═══ Texte proposé

Le Livre des Morts des anciens Égyptiens 

Extrait du Chapitre 110


Paris, Éditions du Cerf, 1967

p. 143

 

 

 

  Table d'offrandes de Tepemânkh (gros plan de E 25-copie-1

 

 

 

   

      Le concept de l'offrande en Égypte antique, et plus spécifiquement celui de l'offrande alimentaire aux défunts, fut, dès les premiers temps de la création de l'écriture hiéroglyphique, matérialisé par le hiéroglyphe

 


Hiero-R4.jpg

 

référencé R 4 dans la liste de Gardiner, se lisant hétep, figurant en réalité deux signes distincts : une natte de roseaux ou de joncs, - semblable à celle qui pouvait recouvrir le sol des maisons -, et sur laquelle était déposé un pain.

 

     Il ne résulte évidemment pas du hasard que pour recevoir les offrandes de bouche dans les mastabas des premières dynasties, la table elle-même, soit comprit cette figuration au sein des éléments gravés sur sa partie supérieure - souvenez-vous de celle d'Akhethetep que je vous ai à nouveau présentée la semaine dernière au centre de laquelle vous distinguiez cette natte et ce pain -, soit reçut la forme générale du hiéroglyphe en question.

 

     Exceptionnellement ce matin, je ne vous suggérerai pas de monter à l'étage supérieur, dans la salle 23 pour y admirer, dans la Galerie d'étude n° 1, le superbe petit monument (AF 10226) d'un certain Nakht, datant du Moyen Empire.

══════

» **Énoncé 1**
Traduisez en anglais la phrase suivante, tirée du texte sur l'offrande en Égypte antique : « Exceptionnellement ce matin, je ne vous suggérerai pas de monter à l'étage supérieur, dans la salle 23 pour y admirer, dans la Galerie d'étude n° 1, le superbe petit monument (AF 10226) d'un certain Nakht, datant du Moyen Empire. »

═══ Données de l'exercice

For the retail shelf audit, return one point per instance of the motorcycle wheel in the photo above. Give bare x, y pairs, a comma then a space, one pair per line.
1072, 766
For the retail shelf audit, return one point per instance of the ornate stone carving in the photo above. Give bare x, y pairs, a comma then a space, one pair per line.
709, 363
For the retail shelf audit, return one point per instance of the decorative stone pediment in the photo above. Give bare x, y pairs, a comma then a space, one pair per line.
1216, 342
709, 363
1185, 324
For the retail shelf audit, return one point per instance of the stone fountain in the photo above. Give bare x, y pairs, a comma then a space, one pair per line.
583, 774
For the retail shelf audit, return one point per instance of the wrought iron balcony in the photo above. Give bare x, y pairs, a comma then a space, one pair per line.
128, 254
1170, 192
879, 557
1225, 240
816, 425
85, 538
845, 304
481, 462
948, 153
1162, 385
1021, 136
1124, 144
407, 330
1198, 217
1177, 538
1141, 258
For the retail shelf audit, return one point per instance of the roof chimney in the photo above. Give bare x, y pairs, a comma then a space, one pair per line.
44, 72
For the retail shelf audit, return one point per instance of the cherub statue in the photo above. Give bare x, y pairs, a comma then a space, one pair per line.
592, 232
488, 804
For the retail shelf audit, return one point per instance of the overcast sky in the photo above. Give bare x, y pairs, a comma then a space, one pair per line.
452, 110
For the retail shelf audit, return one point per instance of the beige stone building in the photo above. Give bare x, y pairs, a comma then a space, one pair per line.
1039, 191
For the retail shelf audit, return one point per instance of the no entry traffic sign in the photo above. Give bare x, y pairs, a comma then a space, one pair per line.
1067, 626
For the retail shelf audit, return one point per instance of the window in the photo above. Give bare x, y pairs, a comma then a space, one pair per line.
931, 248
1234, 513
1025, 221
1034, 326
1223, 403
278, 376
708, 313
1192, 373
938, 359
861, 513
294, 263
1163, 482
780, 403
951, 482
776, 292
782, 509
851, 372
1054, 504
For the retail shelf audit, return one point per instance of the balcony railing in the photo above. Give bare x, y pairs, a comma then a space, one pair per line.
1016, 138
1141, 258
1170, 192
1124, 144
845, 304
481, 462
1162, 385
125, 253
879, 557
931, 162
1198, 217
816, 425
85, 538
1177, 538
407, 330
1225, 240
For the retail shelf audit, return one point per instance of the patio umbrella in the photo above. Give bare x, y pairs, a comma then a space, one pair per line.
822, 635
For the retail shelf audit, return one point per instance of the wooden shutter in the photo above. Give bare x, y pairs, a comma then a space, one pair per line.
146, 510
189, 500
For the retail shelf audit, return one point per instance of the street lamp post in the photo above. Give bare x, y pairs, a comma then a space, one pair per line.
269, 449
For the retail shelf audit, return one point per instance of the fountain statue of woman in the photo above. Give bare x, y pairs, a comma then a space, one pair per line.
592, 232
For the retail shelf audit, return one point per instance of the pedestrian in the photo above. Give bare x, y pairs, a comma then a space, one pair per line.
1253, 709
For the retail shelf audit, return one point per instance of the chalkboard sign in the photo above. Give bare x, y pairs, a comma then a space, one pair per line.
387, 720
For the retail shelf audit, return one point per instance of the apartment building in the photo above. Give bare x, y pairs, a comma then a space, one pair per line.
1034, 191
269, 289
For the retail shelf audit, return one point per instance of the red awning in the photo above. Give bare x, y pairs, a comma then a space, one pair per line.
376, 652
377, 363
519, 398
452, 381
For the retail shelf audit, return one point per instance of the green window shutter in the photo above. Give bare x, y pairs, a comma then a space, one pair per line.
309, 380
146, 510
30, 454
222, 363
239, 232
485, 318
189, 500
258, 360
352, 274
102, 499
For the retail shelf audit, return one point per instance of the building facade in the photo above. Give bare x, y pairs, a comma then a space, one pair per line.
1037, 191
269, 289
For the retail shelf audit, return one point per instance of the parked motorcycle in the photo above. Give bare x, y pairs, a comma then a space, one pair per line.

══════

» **Énoncé 2**
Mettez à l'échelle les lignes des enregistrements, depuis la ligne contenant "of the green" jusqu'à la fin des enregistrements, les deux bornes incluses. Recopiez-les toutes, consignes comprises, en multipliant par 0,9 chaque coordonnée des points donnés en réponse et en arrondissant à l'entier, les moitiés vers le haut.

» **Corrigé 1**
Exceptionally this morning, I will not suggest that you go up to the upper floor, to room 23, to admire there, in Study Gallery No. 1, the superb little monument (AF 10226) of a certain Nakht, dating from the Middle Kingdom.

» **Corrigé 2**
For the retail shelf audit, return one point per instance of the green window shutter in the photo above. Give bare x, y pairs, a comma then a space, one pair per line.
278, 342
131, 459
27, 409
200, 327
215, 209
437, 286
170, 450
232, 324
317, 247
92, 449
For the retail shelf audit, return one point per instance of the building facade in the photo above. Give bare x, y pairs, a comma then a space, one pair per line.
933, 172
242, 260
For the retail shelf audit, return one point per instance of the parked motorcycle in the photo above. Give bare x, y pairs, a comma then a space, one pair per line.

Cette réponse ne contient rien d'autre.